-- Records for this task start --

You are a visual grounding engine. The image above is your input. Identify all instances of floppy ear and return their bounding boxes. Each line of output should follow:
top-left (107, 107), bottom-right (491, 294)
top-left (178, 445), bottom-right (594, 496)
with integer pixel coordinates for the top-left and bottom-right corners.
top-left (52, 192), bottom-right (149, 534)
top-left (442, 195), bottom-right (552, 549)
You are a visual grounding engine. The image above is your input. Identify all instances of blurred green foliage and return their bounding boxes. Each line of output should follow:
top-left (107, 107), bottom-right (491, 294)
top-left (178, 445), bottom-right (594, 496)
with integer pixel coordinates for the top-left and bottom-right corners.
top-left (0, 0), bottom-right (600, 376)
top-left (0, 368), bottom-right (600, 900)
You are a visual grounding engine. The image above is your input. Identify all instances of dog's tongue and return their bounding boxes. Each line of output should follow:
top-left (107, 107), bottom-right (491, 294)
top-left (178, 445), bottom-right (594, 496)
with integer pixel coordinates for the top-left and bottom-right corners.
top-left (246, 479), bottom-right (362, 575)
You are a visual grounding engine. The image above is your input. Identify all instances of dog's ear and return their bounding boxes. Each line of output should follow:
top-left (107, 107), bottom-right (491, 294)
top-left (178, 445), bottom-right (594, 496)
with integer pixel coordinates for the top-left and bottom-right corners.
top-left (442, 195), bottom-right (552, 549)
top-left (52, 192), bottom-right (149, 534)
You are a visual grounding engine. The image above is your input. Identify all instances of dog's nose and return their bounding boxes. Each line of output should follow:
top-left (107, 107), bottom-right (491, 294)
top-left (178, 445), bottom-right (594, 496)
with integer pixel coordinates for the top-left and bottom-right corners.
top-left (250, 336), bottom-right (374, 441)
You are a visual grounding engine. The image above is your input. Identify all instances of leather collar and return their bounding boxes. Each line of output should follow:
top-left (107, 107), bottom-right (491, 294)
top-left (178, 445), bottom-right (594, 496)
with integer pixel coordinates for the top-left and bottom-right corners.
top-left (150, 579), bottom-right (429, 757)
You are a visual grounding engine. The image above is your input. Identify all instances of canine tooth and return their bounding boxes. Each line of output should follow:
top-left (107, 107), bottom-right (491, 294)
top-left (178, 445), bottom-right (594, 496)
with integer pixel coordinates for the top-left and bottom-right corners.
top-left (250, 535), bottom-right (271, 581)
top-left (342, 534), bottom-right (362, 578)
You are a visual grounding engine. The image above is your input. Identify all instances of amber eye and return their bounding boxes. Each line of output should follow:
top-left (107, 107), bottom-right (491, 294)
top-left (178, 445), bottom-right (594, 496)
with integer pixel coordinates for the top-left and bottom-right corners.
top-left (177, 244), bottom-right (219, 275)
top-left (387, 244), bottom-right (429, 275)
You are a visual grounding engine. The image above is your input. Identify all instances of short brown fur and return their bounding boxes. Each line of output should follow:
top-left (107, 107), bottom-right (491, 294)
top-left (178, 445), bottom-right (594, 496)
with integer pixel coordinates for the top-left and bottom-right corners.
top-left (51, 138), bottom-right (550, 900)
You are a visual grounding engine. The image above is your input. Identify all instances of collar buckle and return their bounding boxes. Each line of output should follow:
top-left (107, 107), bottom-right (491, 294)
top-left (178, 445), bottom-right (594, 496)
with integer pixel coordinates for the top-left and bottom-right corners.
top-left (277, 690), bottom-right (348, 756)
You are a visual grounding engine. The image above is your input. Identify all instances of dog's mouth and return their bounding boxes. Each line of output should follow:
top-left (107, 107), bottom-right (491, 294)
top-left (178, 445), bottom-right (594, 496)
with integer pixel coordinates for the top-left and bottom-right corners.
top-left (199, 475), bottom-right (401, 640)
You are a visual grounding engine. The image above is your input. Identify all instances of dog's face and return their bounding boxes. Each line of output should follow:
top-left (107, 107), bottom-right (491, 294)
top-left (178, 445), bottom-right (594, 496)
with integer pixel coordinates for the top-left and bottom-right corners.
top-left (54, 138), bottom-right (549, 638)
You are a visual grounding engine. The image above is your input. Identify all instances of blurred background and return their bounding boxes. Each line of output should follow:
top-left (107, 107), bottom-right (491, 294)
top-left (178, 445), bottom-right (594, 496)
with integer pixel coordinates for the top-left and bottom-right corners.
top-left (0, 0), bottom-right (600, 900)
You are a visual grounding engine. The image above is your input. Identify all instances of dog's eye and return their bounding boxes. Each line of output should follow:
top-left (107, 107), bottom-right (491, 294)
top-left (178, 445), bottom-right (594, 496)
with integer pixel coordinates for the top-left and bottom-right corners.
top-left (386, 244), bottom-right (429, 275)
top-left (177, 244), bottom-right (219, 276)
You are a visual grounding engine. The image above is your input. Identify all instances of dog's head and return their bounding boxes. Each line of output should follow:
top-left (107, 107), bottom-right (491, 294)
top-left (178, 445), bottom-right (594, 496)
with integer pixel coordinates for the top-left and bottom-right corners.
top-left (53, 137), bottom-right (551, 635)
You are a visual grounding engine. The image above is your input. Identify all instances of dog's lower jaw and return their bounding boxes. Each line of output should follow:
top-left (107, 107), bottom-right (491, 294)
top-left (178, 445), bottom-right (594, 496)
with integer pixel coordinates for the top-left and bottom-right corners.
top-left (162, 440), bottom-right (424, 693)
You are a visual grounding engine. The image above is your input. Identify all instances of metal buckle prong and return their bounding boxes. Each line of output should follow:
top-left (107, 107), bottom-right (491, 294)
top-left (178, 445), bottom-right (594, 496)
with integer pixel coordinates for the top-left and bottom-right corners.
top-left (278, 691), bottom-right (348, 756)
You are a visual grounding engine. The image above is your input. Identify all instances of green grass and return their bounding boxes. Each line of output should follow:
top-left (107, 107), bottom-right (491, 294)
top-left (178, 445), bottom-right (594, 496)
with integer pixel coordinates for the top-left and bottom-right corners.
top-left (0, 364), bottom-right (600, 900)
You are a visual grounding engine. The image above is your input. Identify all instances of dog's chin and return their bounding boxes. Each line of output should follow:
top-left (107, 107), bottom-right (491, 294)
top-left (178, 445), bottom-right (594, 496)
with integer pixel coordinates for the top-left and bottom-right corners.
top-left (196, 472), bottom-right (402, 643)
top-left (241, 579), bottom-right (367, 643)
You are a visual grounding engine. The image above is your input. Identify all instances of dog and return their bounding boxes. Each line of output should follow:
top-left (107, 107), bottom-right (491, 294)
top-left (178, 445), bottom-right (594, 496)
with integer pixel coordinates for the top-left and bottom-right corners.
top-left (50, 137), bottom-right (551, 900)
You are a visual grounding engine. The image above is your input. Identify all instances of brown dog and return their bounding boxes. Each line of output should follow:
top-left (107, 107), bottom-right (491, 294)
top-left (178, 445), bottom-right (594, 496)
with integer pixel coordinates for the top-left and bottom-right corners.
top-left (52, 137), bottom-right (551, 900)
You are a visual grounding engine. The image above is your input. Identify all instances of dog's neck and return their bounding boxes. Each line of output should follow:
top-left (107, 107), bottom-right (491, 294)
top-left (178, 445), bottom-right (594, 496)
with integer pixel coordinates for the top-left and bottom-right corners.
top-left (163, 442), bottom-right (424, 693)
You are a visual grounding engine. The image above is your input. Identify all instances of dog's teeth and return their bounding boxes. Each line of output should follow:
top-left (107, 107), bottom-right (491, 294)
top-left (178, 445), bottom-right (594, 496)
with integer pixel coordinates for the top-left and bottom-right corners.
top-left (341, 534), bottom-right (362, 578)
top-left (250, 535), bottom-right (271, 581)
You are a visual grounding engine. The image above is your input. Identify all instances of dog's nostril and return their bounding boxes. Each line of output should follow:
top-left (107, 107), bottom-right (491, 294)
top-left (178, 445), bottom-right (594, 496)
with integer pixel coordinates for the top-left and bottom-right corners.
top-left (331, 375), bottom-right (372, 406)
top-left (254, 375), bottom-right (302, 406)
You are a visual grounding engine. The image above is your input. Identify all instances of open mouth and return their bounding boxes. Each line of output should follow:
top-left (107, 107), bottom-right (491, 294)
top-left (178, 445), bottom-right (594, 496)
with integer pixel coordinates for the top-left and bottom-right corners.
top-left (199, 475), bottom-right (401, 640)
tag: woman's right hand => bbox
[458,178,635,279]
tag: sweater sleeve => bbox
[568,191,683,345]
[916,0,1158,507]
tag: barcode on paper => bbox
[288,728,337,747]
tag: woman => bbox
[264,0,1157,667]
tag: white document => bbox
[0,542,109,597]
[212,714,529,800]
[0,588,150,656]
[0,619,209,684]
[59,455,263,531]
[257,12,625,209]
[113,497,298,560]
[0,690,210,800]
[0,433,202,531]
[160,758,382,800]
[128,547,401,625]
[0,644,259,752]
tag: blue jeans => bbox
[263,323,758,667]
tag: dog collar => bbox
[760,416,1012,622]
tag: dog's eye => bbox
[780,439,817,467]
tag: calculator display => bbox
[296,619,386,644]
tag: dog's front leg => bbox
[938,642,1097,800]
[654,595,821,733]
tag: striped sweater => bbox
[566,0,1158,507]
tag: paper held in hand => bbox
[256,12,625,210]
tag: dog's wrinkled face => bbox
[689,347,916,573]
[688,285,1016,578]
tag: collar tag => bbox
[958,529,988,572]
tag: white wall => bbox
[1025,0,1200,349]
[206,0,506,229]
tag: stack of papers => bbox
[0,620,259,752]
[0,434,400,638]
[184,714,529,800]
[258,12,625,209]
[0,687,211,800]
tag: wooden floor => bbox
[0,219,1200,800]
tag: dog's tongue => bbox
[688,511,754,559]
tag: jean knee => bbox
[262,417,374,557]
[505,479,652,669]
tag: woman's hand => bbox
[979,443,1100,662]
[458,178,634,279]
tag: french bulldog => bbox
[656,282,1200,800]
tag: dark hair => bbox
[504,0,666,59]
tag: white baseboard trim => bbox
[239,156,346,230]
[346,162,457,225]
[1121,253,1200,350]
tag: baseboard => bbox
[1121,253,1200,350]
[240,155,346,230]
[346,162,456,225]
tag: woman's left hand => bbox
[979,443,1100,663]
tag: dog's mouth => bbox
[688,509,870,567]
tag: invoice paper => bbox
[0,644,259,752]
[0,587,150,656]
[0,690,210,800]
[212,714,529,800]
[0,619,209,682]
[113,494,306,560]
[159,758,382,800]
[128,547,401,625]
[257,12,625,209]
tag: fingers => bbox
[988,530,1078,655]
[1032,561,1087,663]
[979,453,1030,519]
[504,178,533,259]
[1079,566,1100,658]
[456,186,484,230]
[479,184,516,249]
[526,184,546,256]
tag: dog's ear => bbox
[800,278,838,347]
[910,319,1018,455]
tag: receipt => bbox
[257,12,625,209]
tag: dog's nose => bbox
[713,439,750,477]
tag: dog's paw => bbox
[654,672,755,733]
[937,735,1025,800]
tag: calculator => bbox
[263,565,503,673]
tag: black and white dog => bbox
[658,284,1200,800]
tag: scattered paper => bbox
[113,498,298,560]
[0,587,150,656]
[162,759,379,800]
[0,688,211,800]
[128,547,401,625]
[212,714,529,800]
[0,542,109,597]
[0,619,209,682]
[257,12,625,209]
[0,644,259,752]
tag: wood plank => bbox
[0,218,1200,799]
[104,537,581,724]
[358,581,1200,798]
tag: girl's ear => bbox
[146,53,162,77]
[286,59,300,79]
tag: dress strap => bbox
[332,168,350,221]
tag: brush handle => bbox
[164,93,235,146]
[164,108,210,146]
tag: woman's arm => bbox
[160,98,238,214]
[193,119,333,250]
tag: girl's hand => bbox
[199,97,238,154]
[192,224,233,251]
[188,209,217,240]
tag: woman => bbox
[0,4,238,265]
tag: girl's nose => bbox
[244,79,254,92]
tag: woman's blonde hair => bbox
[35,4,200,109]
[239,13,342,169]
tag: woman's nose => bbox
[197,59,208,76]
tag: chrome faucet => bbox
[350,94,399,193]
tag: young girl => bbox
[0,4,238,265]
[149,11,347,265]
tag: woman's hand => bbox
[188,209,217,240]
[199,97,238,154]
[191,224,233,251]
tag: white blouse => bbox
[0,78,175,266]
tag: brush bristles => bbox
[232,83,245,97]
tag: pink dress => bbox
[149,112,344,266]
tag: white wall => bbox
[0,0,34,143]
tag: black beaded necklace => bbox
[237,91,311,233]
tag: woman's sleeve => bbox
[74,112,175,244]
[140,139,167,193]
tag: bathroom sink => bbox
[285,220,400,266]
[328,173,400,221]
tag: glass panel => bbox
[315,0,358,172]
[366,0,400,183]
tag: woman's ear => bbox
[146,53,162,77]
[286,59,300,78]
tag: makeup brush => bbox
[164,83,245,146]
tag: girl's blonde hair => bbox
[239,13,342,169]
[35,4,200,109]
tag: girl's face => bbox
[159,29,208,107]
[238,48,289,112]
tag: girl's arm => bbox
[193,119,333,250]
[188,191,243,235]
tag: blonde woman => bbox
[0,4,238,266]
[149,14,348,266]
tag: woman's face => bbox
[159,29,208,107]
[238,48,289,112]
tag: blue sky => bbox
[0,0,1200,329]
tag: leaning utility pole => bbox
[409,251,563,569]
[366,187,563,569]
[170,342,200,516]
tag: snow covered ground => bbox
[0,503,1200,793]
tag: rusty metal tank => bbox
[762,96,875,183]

-- Records for this task end --

● **Directions for this task**: Quote the lines from the one containing "tag: wooden floor => bbox" to the one containing "[263,565,503,673]", with both of those lines included.

● **Solution to this problem**:
tag: wooden floor => bbox
[0,219,1200,800]
tag: dog's tongue => bbox
[688,511,754,559]
tag: jean knee => bbox
[262,417,374,557]
[505,479,652,669]
tag: woman's hand => bbox
[979,443,1100,662]
[458,178,634,279]
tag: french bulldog => bbox
[656,282,1200,800]
tag: dark hair => bbox
[504,0,666,59]
tag: white baseboard trim => bbox
[239,156,346,230]
[346,162,457,225]
[1121,253,1200,350]
tag: baseboard => bbox
[1121,253,1200,350]
[240,155,346,230]
[346,162,456,225]
tag: woman's left hand => bbox
[979,443,1100,663]
tag: dog's mouth => bbox
[688,509,870,567]
tag: invoice paper => bbox
[0,644,259,752]
[0,587,150,656]
[0,690,210,800]
[212,714,529,800]
[0,619,209,682]
[113,494,306,560]
[159,758,382,800]
[128,547,401,625]
[257,12,625,209]
tag: fingers => bbox
[988,530,1078,655]
[1032,561,1087,663]
[979,453,1030,519]
[504,178,533,259]
[1079,566,1100,658]
[456,186,484,230]
[479,184,516,249]
[526,184,546,256]
tag: dog's ear => bbox
[800,278,838,347]
[910,319,1018,455]
tag: receipt => bbox
[257,12,625,209]
tag: dog's nose => bbox
[713,439,750,477]
tag: dog's paw => bbox
[654,672,755,733]
[937,735,1025,800]
tag: calculator => bbox
[263,565,503,673]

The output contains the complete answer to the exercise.